#### Outline records for named regions
----------------

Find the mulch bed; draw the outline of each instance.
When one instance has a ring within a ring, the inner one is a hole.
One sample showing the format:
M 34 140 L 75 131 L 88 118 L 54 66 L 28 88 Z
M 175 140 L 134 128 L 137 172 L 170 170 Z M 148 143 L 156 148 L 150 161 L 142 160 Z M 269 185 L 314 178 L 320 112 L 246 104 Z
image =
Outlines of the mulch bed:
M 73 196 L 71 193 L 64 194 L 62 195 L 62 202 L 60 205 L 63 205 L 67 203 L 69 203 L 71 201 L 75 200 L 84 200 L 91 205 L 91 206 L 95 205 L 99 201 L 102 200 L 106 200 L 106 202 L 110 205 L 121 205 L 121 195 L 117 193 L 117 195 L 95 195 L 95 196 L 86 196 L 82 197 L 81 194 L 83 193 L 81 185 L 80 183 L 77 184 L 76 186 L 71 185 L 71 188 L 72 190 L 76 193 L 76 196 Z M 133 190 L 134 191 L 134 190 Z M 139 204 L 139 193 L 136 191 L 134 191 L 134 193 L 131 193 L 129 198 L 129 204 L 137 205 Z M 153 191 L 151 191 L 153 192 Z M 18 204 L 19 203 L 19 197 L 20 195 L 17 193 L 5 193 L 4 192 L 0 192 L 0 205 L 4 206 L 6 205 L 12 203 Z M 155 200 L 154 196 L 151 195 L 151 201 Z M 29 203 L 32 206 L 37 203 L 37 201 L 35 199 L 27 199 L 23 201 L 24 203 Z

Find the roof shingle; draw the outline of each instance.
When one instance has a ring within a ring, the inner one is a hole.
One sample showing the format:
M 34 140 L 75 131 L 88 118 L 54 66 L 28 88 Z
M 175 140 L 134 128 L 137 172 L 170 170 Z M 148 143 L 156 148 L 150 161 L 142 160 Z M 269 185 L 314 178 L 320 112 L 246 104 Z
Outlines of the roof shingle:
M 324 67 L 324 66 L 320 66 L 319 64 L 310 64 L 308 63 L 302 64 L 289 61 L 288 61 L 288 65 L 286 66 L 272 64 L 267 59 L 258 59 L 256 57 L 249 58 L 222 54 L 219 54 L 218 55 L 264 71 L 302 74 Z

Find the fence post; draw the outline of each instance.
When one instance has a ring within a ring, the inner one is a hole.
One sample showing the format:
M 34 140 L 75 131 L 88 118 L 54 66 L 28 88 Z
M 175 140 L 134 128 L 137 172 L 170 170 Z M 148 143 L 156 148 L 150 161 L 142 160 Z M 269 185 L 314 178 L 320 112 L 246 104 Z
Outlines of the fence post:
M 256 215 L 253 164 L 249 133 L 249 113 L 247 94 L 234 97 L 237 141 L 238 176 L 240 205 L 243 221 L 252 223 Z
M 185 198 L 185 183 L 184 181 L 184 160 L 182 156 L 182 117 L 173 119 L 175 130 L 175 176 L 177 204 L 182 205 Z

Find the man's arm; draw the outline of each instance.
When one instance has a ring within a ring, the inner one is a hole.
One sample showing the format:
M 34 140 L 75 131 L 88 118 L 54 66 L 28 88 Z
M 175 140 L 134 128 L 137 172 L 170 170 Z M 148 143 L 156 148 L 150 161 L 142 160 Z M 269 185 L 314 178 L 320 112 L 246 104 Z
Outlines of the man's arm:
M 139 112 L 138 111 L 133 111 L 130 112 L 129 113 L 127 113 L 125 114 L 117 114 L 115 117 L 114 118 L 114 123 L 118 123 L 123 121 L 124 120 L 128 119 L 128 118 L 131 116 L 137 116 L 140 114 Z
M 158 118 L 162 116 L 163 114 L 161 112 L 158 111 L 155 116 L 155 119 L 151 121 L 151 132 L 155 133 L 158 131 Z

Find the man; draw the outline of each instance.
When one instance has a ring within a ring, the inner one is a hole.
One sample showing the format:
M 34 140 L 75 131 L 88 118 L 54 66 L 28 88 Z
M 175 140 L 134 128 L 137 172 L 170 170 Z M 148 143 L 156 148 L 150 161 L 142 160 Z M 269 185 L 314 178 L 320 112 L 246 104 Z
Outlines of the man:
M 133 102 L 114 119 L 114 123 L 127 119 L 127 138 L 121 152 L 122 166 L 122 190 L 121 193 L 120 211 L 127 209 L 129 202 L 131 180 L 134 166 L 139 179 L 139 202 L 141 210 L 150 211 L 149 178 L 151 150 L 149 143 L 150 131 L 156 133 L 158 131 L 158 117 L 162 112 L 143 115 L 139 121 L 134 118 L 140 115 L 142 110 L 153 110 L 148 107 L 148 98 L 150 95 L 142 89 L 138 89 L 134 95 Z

----------------

In the entries above, format everything from the line containing "Find the man's" down to the line containing "M 158 118 L", both included, as a numbered list with any blank lines left out.

#### WORKED ANSWER
1. Find the man's arm; draw the outline of each instance.
2. When one instance has a ring within a ring, the inner one is a hole.
3. One sample showing the format:
4. M 34 140 L 75 131 L 88 118 L 54 66 L 28 88 Z
5. M 175 140 L 134 128 L 137 172 L 170 170 Z M 148 143 L 156 148 L 150 161 L 142 160 Z M 269 185 L 314 178 L 320 112 L 246 104 Z
6. Outlines of the man's arm:
7. M 139 112 L 138 111 L 133 111 L 130 112 L 129 113 L 127 113 L 125 114 L 117 114 L 115 117 L 114 118 L 114 123 L 118 123 L 123 121 L 124 120 L 128 119 L 128 118 L 131 116 L 137 116 L 140 114 Z
8. M 158 118 L 162 116 L 163 114 L 161 112 L 158 111 L 155 116 L 155 119 L 151 121 L 151 132 L 155 133 L 158 131 Z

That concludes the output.